DATA SUPPLIED:
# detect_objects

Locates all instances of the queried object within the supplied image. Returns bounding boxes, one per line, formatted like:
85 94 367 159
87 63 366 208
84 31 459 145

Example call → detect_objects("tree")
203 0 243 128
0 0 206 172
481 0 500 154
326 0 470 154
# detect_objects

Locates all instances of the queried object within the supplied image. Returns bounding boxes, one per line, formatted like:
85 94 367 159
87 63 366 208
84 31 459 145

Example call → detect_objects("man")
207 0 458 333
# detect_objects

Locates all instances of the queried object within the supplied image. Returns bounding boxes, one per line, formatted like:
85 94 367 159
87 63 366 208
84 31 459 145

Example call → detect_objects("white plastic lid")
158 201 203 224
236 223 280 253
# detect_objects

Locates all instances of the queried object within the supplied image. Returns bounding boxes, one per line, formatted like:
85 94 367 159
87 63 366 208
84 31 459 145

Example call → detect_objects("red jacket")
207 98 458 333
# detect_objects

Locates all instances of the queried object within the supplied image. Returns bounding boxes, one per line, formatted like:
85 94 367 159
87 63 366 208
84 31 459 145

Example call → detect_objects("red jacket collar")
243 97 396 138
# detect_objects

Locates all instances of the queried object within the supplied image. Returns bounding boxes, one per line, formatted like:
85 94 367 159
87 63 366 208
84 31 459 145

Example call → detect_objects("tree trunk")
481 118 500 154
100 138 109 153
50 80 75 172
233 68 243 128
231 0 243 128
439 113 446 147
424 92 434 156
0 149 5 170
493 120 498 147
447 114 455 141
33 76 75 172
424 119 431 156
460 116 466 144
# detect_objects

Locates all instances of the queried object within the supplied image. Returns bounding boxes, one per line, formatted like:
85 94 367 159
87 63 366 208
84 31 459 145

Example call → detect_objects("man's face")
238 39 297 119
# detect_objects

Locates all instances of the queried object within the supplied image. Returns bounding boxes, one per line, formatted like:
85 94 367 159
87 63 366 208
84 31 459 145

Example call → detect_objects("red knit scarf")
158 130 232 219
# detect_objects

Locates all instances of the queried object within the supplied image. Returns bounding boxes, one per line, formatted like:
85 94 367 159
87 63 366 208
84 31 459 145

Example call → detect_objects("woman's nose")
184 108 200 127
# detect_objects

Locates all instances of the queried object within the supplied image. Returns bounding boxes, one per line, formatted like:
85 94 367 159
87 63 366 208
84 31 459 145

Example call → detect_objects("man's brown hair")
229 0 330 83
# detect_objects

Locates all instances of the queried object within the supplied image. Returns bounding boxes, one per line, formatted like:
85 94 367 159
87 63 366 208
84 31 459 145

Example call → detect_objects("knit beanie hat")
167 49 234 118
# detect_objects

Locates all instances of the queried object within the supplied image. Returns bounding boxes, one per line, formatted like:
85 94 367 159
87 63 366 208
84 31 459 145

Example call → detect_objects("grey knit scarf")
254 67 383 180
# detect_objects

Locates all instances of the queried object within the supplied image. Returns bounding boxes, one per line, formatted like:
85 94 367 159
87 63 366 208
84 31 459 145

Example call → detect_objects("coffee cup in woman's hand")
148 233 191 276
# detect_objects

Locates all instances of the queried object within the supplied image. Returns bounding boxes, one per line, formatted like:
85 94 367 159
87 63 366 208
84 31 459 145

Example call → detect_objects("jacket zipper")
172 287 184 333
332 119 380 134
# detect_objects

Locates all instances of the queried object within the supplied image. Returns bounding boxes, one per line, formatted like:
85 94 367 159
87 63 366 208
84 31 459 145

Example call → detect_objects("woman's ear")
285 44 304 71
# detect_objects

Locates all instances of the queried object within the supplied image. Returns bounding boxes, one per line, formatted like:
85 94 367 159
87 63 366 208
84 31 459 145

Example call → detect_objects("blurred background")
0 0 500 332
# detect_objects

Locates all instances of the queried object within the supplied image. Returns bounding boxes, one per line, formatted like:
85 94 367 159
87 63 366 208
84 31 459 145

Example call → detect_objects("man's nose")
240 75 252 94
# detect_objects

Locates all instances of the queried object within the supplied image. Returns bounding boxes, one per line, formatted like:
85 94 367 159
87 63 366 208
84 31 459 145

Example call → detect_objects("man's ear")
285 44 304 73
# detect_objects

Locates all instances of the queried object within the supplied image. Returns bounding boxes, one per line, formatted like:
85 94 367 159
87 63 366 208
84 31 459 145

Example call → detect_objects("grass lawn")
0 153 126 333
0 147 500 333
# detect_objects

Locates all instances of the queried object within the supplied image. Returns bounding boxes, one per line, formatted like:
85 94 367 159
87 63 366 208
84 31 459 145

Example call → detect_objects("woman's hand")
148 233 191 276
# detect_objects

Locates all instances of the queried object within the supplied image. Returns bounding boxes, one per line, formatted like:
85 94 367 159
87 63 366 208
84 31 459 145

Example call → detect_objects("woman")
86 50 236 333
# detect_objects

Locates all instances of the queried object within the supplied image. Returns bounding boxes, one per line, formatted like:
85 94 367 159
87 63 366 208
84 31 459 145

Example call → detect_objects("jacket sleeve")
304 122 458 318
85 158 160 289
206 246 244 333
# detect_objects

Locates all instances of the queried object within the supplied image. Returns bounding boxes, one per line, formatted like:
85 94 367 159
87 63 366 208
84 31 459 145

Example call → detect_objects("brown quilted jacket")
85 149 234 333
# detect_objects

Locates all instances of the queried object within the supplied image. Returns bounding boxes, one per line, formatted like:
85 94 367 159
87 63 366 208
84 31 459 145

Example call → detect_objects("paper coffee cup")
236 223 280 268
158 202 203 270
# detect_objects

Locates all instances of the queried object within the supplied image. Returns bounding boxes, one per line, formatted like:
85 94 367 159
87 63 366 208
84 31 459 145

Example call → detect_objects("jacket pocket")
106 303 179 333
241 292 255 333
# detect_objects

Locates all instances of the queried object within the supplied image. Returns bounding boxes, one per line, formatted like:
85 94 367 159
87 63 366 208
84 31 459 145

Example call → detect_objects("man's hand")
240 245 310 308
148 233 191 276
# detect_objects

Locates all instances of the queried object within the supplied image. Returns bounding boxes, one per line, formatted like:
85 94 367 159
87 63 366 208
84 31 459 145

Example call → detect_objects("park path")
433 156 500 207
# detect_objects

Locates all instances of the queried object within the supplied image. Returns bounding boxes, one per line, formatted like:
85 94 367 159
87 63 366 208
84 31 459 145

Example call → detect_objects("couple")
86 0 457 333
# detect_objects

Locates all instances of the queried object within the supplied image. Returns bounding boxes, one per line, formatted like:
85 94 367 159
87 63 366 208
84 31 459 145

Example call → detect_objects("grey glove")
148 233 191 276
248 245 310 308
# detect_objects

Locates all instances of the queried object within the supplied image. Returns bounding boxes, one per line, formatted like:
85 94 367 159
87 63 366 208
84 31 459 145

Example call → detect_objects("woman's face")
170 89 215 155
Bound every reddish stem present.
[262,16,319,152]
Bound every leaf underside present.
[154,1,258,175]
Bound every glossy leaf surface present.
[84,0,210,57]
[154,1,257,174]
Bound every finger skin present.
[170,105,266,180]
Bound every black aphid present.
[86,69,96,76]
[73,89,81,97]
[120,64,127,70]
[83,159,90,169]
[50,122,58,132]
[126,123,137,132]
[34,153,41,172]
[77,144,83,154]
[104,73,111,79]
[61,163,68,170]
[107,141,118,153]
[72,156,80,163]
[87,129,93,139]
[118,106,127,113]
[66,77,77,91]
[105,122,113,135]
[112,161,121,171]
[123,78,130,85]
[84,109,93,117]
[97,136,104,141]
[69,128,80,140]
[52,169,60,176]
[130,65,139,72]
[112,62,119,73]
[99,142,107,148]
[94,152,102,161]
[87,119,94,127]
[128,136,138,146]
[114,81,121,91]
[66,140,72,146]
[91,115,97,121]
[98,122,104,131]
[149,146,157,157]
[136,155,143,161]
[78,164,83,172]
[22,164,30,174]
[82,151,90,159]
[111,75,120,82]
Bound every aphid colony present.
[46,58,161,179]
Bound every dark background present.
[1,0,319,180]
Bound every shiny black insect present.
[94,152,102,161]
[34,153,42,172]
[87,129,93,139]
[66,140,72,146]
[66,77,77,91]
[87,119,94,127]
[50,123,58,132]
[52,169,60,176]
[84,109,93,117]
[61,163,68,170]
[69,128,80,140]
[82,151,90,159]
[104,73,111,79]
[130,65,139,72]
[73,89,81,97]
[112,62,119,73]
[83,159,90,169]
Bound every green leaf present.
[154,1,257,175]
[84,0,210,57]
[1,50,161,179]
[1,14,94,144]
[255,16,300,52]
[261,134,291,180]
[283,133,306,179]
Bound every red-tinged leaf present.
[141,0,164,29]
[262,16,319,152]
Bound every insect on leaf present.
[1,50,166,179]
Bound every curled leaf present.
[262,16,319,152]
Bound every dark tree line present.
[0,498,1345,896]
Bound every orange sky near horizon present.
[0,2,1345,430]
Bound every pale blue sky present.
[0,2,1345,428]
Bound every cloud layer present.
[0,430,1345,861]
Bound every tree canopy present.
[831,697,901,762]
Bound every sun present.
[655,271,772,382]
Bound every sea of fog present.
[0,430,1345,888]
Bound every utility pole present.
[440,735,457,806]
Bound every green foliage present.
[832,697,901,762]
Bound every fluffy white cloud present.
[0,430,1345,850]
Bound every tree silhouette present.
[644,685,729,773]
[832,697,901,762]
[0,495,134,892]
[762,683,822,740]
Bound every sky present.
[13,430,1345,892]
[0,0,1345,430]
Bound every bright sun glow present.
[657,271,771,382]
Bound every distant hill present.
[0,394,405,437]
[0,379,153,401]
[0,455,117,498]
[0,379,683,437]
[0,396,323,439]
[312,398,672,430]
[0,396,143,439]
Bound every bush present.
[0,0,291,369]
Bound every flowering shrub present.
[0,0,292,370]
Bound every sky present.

WRITTEN PROBLEM:
Can you reproduce the part of the entries that opens with the line containing "Bound every curled leaf present." and runs through the end of the entries, changing "tree silhouette" to "tree outline" and keeping everything else the same?

TASK RESULT:
Bound every curled leaf present.
[262,16,319,152]
Bound every dark tree line present.
[0,498,1345,896]
Bound every orange sky near horizon present.
[0,2,1345,430]
Bound every pale blue sky present.
[0,2,1345,428]
Bound every cloud layer present.
[0,430,1345,861]
Bound every tree canopy present.
[831,697,901,762]
Bound every sun present.
[655,271,772,382]
Bound every sea of fog present.
[0,430,1345,888]
Bound every utility pole present.
[440,735,457,806]
Bound every green foliage present.
[832,697,901,762]
Bound every fluffy white cloud present.
[0,430,1345,850]
Bound every tree outline present.
[644,685,729,773]
[832,697,901,762]
[0,495,134,892]
[762,683,822,740]
Bound every sky present.
[13,430,1345,892]
[0,0,1345,430]
Bound every bright sun glow present.
[657,271,771,382]
Bound every distant hill present.
[0,394,405,437]
[0,379,153,401]
[0,455,117,498]
[0,379,683,437]
[0,396,323,439]
[312,398,672,430]
[0,396,143,439]
Bound every bush present.
[0,0,291,369]
Bound every flowering shrub present.
[0,0,292,370]
Bound every sky present.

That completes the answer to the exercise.